--- start of Data provided ---
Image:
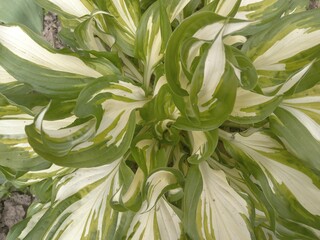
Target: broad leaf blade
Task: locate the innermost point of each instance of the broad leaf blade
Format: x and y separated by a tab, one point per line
297	123
24	12
85	193
48	72
251	107
291	187
103	131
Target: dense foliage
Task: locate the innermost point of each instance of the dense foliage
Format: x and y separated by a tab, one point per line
168	119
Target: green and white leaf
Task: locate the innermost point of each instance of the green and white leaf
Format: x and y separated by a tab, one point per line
297	123
161	222
26	12
80	208
220	212
251	107
202	144
88	141
69	8
158	183
47	71
152	36
16	152
285	51
198	72
280	175
122	23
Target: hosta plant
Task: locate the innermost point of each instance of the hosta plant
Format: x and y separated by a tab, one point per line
167	119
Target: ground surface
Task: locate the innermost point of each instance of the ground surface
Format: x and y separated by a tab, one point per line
14	207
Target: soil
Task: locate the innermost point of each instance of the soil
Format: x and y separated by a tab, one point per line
13	208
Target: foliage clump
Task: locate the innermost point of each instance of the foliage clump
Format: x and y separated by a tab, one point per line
168	119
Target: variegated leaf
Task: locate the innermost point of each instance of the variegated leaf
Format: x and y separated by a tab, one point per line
161	222
202	144
48	72
291	187
27	13
16	153
158	183
251	107
80	208
199	73
276	58
122	22
69	8
220	212
297	123
72	141
152	35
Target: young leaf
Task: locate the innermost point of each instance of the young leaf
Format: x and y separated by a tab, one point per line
279	174
202	144
69	8
48	72
80	208
23	12
297	123
251	107
198	72
221	212
284	50
91	141
161	222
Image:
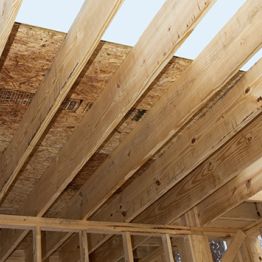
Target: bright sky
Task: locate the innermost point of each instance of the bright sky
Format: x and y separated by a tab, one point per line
131	20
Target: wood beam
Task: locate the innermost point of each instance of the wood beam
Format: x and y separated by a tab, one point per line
234	247
8	13
67	225
199	245
245	184
229	115
237	155
79	45
130	151
204	180
167	248
256	198
37	240
83	242
122	155
128	249
125	88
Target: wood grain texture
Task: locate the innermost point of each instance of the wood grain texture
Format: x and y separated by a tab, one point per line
8	13
115	102
245	184
239	153
75	52
234	247
37	246
122	153
219	124
128	249
199	245
167	248
189	94
124	89
83	242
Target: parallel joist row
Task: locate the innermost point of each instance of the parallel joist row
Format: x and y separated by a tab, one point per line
128	84
199	84
231	114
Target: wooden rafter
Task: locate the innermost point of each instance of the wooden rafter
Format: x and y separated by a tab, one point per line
72	57
124	89
129	156
226	163
121	155
8	13
66	225
246	183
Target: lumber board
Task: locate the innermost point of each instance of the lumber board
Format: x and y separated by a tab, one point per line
236	156
188	95
83	242
8	13
37	245
167	248
68	225
128	249
123	90
199	245
219	124
75	52
234	247
122	155
245	184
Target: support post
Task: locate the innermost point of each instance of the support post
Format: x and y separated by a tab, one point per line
127	243
37	245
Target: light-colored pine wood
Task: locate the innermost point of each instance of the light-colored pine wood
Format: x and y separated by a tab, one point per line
256	198
132	154
234	247
72	57
245	184
83	242
196	186
67	225
8	13
231	113
128	249
199	245
191	91
125	88
37	245
167	248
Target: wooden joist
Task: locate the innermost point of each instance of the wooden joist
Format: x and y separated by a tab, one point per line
66	225
222	121
135	75
8	13
246	183
72	57
201	81
130	155
236	155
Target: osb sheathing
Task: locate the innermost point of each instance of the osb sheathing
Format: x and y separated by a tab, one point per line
26	60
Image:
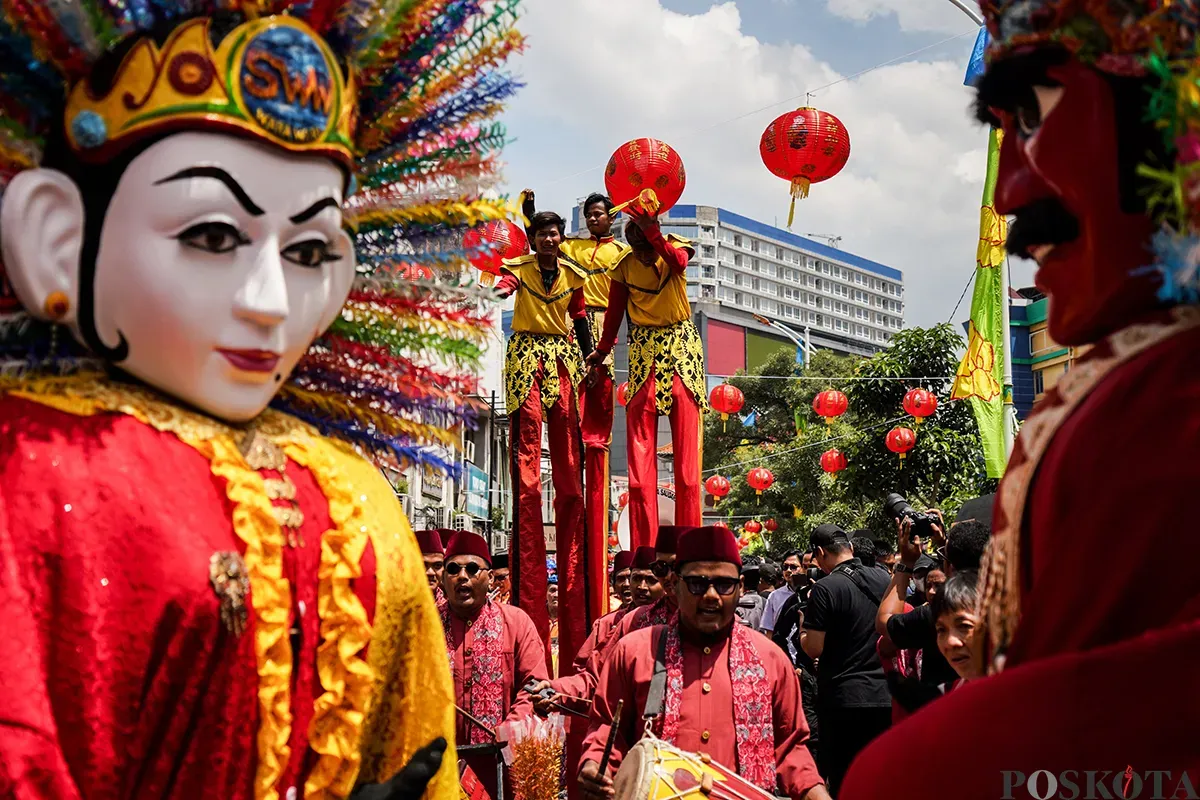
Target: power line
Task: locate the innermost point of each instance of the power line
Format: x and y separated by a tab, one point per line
807	94
820	378
815	444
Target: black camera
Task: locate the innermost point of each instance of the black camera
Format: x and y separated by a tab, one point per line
922	522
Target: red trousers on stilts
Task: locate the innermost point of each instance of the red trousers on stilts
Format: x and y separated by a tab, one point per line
642	429
528	564
597	405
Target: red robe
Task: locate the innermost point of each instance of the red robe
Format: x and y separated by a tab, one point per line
706	707
1101	674
525	660
118	678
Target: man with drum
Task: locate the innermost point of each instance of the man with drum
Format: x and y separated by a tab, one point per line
493	649
723	690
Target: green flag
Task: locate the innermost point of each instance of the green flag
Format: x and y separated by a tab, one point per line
981	376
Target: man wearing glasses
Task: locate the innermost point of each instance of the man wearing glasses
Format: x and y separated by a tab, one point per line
727	691
493	648
792	573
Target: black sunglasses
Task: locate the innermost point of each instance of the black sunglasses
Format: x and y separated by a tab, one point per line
661	569
472	569
699	585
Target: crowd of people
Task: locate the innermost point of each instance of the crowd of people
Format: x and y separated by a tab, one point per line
783	672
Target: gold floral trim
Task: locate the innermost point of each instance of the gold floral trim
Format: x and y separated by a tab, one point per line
533	354
253	523
1000	588
346	677
670	350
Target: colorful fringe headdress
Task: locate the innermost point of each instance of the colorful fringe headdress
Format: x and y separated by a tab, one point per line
1152	38
403	92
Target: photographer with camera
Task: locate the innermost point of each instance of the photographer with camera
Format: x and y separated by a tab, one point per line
916	630
853	705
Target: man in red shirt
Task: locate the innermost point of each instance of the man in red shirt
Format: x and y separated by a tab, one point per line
1084	92
495	650
730	692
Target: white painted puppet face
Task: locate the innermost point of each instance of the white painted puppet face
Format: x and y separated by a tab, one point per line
220	260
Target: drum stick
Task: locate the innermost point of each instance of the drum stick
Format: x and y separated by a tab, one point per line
475	720
612	740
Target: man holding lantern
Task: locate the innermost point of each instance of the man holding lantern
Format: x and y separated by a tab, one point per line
666	368
595	256
1098	167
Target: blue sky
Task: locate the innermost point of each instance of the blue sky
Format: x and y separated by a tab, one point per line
600	72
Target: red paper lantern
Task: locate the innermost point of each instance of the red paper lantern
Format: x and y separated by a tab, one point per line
804	146
900	440
760	479
495	241
833	461
829	404
921	403
647	170
718	486
727	400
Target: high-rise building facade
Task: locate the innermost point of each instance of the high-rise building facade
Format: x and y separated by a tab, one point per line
744	268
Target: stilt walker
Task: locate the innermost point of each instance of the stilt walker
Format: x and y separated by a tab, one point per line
666	370
597	254
543	370
210	215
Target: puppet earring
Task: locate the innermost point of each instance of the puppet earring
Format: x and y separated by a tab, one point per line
57	305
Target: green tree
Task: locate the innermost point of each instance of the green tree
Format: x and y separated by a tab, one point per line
787	438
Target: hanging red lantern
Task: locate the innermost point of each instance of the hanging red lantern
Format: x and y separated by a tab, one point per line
900	440
921	403
760	480
718	486
623	394
804	146
833	461
647	170
831	404
492	242
727	400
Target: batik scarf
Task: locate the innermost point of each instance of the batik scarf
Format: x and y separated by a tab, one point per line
486	685
754	726
657	613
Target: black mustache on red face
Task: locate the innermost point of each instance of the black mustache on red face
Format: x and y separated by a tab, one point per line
1042	222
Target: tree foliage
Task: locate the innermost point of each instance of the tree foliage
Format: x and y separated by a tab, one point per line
945	469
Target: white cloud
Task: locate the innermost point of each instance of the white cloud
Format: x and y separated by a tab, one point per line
912	14
600	72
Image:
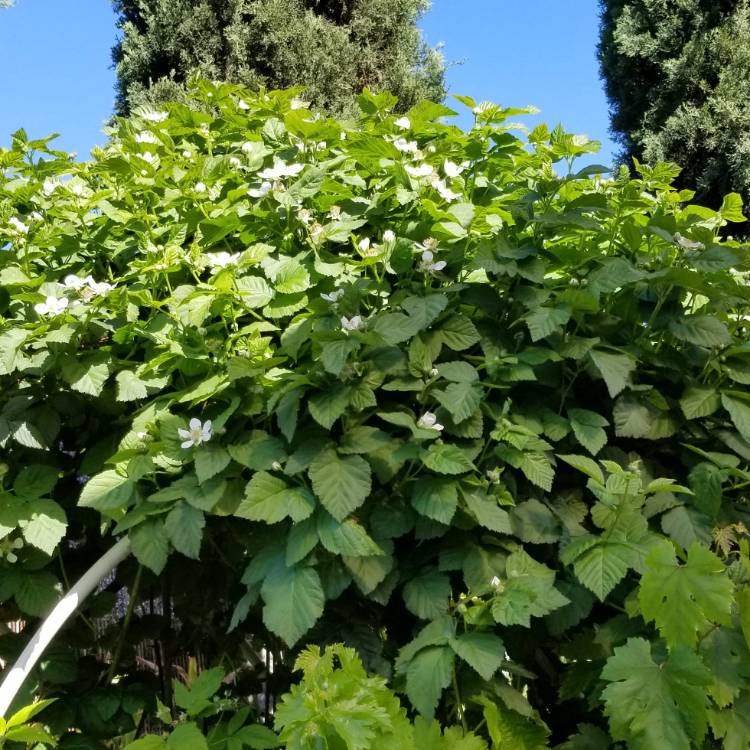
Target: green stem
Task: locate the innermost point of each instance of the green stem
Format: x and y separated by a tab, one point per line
459	705
125	624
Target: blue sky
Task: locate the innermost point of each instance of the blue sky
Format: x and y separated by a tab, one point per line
55	73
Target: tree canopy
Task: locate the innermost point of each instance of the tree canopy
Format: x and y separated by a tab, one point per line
334	48
678	80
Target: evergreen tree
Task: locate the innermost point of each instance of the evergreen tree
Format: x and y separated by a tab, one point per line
334	48
677	74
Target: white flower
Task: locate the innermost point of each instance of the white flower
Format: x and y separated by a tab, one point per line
280	169
51	306
688	244
155	116
333	296
421	170
407	147
445	192
18	226
429	264
146	137
74	282
452	169
198	432
428	421
222	259
351	324
259	192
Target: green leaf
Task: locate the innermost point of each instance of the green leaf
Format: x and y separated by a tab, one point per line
702	330
614	368
427	675
44	525
458	333
184	525
487	512
446	458
293	600
341	484
587	427
510	730
731	208
699	401
461	400
546	320
150	544
187	737
210	460
655	705
345	538
326	407
584	464
107	491
427	596
684	599
260	452
739	411
254	291
270	499
436	499
527	592
483	652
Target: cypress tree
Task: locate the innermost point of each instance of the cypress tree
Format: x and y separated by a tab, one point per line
677	75
335	48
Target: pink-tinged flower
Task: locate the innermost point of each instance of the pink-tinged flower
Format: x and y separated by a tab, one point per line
428	421
198	432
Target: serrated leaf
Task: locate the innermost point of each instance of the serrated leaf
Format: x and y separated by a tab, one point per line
739	411
150	544
699	401
458	333
270	499
446	458
588	429
702	330
342	484
614	368
210	460
107	491
436	499
546	320
651	704
345	538
293	600
461	400
684	599
44	525
428	674
483	652
184	525
326	407
427	596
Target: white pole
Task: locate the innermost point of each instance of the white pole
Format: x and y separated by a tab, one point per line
56	619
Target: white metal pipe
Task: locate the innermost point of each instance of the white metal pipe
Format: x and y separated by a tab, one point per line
56	619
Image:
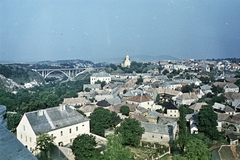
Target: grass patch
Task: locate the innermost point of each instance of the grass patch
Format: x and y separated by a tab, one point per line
142	153
166	157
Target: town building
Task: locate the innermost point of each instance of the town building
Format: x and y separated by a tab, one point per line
126	62
102	76
61	122
3	115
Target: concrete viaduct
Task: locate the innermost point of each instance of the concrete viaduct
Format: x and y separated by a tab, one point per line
71	73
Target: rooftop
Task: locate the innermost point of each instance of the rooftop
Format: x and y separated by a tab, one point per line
11	148
54	118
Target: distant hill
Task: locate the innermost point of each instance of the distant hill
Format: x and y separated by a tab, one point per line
141	58
13	76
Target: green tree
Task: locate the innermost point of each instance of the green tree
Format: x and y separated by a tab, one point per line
83	147
115	150
124	110
130	131
13	120
45	144
187	88
179	157
81	112
207	122
197	150
102	119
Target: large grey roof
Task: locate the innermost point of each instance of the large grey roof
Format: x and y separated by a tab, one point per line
54	118
11	148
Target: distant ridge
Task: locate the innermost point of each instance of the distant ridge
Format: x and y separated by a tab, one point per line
141	58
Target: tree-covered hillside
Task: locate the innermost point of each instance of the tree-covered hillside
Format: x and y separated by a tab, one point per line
19	74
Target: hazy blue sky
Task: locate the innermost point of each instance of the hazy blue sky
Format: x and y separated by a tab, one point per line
36	30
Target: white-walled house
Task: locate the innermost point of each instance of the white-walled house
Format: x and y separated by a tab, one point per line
231	87
156	133
62	122
172	110
101	77
142	100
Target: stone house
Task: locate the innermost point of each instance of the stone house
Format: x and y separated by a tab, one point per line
231	87
155	133
172	110
92	86
152	116
197	106
88	109
102	76
11	148
186	98
61	122
143	100
3	115
75	101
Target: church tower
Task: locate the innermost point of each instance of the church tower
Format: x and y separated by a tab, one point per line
126	62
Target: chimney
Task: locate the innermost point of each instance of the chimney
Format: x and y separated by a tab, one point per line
40	112
62	107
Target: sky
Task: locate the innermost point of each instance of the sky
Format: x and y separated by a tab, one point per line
97	30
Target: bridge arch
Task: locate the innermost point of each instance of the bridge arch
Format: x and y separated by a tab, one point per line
56	71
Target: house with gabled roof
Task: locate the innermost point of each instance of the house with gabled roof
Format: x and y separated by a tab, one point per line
143	100
197	106
61	122
92	86
101	76
172	110
103	103
186	98
152	116
231	87
228	87
11	148
156	133
88	109
75	101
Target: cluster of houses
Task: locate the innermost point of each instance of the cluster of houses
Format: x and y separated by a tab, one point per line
159	121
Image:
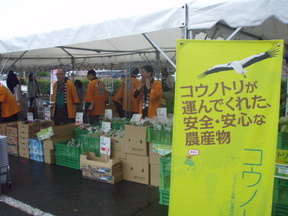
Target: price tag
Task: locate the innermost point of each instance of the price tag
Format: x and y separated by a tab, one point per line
106	127
105	145
108	113
79	118
30	116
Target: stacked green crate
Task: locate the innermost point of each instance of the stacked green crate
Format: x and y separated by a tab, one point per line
159	136
165	177
79	132
280	197
90	144
67	155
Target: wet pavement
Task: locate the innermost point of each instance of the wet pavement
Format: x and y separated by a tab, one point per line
62	191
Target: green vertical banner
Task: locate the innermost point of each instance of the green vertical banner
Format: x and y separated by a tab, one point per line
225	127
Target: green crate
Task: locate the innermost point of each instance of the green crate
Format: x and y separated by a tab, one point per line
282	142
67	162
90	144
72	152
159	136
170	106
166	164
164	197
279	210
165	180
79	132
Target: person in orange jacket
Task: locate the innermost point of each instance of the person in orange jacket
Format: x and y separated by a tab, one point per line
124	96
65	98
9	105
149	93
96	97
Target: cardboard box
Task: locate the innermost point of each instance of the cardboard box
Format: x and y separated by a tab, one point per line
155	175
137	168
118	148
12	149
50	156
103	165
12	130
12	140
50	143
63	130
135	140
23	143
103	178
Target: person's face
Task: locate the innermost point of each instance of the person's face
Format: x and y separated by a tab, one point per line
60	75
144	74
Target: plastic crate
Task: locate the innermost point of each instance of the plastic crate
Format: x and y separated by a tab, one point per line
282	142
279	210
280	195
72	152
164	197
159	136
166	164
68	162
90	144
79	132
170	106
165	180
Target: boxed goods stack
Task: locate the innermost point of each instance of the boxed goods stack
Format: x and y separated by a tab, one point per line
11	131
137	163
101	169
36	150
68	154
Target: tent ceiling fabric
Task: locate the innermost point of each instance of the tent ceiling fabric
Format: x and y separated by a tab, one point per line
118	41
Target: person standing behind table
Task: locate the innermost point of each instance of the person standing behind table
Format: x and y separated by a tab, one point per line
167	81
33	89
96	93
12	81
125	94
149	93
81	91
9	105
65	98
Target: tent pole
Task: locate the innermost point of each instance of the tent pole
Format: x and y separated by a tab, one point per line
5	63
234	33
16	60
158	48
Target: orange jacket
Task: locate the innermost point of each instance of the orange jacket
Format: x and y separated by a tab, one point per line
9	103
126	94
155	99
96	91
72	98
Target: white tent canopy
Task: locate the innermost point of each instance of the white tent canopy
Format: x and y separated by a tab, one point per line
125	39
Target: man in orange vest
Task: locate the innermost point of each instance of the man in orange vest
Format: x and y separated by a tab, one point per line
65	98
95	98
149	93
9	105
124	96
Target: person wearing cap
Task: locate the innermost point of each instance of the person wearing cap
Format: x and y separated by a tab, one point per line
95	98
123	99
65	98
12	81
9	105
149	93
167	81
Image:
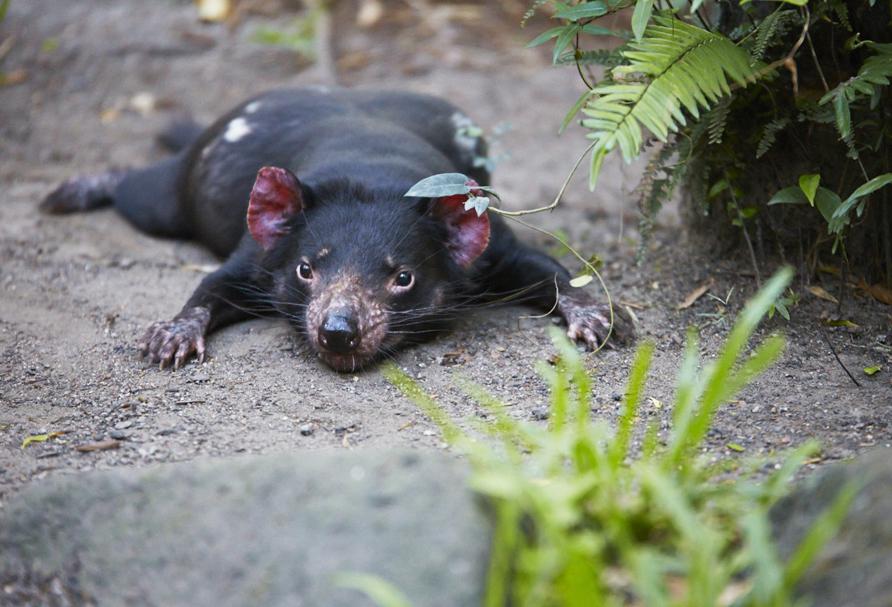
--- end of Data provided ---
**Written instruction**
Count the lines in the records above that contain the word "bright", treating case as significant, and reply with the number alone.

**The solution**
2